** Reading passage follows **
- Gamestop stock jumped as much as 7% Thursday after it announced Ryan Cohen as its new CEO.
- The billionaire investor will not receive any compensation for the role as president, chief executive, and chairman.
Shares of Gamestop climbed as much as 7% Thursday after the company announced billionaire activist Ryan Cohen would take the helm as chief executive officer for zero salary.
The stock pared some of its gains to move about 2.7% higher at the open, changing hands at roughly $17.64.
Cohen, who also has roles as chairman and president of Gamestop, is the largest investor in the brand that became a meme-stock phenomenon during the pandemic. He has a net-worth of about $3.2 billion, and owns a 12.1% stake in the retailer.
In the press release, Gamestop said Cohen “will not receive compensation” for the role.
** End of Reading passage **
** Record excerpts follows **
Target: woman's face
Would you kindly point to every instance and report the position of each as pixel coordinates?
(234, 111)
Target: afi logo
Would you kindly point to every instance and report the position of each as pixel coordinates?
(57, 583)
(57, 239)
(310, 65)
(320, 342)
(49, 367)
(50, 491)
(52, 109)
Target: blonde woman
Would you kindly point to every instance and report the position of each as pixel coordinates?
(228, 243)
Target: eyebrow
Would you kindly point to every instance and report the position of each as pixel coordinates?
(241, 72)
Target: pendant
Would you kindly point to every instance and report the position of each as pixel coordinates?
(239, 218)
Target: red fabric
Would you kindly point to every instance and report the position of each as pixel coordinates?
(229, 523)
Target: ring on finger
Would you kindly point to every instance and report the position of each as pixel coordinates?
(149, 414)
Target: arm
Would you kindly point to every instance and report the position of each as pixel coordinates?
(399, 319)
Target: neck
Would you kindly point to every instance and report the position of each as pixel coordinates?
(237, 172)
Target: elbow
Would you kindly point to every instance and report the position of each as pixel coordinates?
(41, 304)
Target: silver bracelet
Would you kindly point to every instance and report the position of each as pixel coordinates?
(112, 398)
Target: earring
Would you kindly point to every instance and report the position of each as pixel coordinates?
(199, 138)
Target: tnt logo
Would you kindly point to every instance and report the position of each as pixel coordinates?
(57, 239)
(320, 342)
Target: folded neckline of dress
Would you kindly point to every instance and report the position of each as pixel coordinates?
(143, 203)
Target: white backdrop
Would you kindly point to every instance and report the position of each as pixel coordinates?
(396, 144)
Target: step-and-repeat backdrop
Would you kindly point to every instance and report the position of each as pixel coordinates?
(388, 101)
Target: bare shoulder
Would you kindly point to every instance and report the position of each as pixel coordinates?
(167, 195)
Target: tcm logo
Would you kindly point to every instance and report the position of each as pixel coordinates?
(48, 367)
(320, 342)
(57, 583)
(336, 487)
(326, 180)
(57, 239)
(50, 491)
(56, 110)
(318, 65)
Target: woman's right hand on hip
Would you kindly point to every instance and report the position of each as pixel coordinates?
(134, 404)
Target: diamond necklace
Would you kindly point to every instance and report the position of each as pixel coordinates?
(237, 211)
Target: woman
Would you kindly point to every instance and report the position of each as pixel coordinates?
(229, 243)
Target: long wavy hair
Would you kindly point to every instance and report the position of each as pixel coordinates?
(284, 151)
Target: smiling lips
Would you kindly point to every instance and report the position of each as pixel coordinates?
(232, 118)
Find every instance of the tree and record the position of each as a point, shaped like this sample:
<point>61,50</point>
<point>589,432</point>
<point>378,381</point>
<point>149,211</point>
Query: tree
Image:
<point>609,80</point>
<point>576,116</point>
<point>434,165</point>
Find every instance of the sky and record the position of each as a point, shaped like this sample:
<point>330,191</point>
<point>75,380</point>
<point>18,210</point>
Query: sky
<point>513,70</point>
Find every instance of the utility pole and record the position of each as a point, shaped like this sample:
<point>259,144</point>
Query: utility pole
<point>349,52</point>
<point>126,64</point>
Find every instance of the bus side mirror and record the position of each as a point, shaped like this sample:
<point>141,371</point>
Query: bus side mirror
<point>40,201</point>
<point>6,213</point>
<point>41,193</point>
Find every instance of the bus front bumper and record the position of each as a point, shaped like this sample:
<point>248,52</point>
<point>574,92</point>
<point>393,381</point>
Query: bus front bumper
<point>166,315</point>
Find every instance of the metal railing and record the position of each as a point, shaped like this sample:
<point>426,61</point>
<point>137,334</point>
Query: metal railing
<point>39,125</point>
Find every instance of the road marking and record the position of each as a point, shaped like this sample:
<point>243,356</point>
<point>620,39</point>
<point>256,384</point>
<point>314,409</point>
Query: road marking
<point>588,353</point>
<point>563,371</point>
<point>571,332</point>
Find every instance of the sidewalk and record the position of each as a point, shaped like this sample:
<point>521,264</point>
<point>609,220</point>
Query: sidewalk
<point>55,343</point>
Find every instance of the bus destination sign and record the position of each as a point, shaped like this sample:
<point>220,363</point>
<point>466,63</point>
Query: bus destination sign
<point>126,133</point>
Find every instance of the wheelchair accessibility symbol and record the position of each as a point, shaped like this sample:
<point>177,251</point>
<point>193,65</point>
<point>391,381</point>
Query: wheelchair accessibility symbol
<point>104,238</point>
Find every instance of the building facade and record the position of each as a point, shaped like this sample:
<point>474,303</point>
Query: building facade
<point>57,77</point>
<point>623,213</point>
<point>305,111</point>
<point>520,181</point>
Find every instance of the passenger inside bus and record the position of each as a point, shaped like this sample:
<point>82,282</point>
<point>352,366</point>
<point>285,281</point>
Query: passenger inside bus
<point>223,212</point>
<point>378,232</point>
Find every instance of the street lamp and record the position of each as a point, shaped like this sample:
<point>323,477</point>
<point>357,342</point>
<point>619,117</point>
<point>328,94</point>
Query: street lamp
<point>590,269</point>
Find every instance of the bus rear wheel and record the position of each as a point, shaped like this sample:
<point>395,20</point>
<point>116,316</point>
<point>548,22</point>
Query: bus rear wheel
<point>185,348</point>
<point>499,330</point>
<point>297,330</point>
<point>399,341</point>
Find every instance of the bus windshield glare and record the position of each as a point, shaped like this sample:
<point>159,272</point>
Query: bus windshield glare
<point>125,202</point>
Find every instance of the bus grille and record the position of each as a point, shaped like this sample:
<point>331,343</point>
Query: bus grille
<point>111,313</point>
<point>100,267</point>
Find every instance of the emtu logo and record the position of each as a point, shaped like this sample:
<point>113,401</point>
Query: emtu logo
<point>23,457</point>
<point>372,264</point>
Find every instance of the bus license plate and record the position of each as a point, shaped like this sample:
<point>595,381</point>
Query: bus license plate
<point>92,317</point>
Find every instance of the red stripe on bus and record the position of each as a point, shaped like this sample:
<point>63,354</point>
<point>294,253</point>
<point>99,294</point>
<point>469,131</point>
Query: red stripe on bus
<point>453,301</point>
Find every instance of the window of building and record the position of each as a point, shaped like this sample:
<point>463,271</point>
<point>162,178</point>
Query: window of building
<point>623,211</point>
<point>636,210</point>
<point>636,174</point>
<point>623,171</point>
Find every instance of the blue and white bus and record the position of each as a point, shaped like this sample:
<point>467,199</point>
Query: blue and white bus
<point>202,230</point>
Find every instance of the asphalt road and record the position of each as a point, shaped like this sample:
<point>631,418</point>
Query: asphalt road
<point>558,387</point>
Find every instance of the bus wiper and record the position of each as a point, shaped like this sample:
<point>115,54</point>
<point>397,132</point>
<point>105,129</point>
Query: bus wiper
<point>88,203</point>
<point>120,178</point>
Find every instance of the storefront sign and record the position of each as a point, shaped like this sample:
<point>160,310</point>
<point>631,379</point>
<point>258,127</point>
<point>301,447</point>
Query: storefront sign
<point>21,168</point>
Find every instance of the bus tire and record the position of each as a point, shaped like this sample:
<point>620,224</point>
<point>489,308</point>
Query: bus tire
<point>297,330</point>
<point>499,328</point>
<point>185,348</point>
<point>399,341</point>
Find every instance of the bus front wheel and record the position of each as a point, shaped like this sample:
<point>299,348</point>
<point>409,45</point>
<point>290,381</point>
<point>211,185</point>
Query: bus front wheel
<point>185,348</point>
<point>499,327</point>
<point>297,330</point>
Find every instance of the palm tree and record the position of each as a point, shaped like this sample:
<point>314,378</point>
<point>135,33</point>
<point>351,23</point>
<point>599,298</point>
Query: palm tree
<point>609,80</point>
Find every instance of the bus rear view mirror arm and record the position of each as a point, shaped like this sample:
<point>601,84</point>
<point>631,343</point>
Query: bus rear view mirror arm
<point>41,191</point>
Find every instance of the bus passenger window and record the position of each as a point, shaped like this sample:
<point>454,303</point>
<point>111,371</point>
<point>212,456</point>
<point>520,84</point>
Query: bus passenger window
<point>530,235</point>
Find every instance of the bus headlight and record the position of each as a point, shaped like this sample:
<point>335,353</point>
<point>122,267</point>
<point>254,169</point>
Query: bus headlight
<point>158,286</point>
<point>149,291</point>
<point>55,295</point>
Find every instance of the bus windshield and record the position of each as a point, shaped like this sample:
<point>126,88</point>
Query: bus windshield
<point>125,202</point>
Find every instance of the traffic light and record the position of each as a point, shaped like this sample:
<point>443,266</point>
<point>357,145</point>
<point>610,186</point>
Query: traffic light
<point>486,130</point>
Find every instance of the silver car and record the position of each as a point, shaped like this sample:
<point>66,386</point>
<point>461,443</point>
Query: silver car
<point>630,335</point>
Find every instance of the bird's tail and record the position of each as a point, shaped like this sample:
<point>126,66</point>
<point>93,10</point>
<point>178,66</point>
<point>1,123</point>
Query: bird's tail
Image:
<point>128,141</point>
** End of Record excerpts **
Set of tasks
1. Answer these questions using the article about Gamestop's new CEO:
(a) At roughly what price did Gamestop shares change hands at the open?
(b) About how much is Ryan Cohen's net worth?
(c) How large a stake does Cohen own in the retailer?
2. Write the next few sentences of the article about Gamestop's new CEO, picking up after its final sentence.
You can ignore the rows above; none of them are needed.

Task results
1.
(a) Roughly $17.64
(b) About $3.2 billion
(c) A 12.1% stake

2.
Three months ago, the company fired then-CEO Matthew Furlong, a former Amazon executive. In the most recent quarter, Gamestop saw larger than expected losses and missed Wall Street estimates.
The company is worth about $5 billion — about $3 billion less than it was when Furlong departed.
Cohen first took a stake in Gamestop in 2020, and joined its board in January 2021. That June, he took over as chairman, and the appointment helped spark a huge surge in the stock.
Shares of Gamestop peaked at $483 in January 2021 as a retail-driven short-squeeze play netted huge gains for everyday traders and piled billions of dollars in losses up for some hedge funds.